* Work instructions:
Given the records below, would you repeat exactly the lines that begin at the one containing "Note: spot the thumb" and end at the one containing "Note: spot the fingers", inclusive?

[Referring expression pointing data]
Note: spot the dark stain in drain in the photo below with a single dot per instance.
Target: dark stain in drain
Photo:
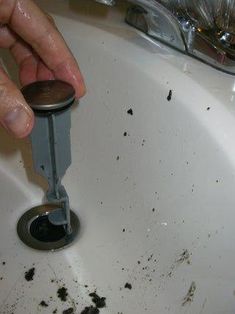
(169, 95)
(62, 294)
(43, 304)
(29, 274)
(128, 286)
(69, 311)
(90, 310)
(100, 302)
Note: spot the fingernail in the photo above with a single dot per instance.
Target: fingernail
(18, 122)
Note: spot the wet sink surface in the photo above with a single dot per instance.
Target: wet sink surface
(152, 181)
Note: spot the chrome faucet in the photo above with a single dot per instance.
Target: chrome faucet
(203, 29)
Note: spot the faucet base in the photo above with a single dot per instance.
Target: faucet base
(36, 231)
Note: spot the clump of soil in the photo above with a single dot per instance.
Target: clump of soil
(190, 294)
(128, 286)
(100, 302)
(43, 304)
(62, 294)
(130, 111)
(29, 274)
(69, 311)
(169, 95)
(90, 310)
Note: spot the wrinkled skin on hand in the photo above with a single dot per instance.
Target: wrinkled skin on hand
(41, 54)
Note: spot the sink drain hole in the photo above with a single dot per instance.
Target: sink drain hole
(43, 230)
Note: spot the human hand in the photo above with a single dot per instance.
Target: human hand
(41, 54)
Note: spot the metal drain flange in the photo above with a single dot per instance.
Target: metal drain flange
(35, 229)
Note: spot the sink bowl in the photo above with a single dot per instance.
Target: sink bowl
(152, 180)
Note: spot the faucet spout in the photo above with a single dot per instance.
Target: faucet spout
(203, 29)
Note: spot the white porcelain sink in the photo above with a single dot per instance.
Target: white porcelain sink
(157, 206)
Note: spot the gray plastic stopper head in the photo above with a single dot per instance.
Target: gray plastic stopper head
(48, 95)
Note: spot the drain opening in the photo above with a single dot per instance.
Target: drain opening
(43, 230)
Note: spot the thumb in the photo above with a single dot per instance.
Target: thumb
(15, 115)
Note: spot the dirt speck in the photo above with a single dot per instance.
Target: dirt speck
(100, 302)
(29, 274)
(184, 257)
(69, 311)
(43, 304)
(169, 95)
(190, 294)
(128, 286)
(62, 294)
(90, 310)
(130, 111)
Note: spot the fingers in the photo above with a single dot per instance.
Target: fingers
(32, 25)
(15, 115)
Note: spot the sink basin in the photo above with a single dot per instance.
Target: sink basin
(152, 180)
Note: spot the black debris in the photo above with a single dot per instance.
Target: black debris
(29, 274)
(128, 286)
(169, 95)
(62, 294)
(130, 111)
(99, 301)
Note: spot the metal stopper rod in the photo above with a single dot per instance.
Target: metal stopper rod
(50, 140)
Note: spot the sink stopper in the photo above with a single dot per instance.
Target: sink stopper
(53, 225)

* Result of this task:
Note: spot the thumb in the photo above with a single dot per instance.
Target: thumb
(15, 115)
Note: spot the dirt speck in the photo above with a single dot per instance.
Target: dirt speck
(100, 302)
(29, 274)
(184, 257)
(69, 311)
(43, 304)
(169, 95)
(190, 294)
(128, 286)
(62, 294)
(90, 310)
(130, 111)
Note: spot the fingers in the photo above with a single dot per instance.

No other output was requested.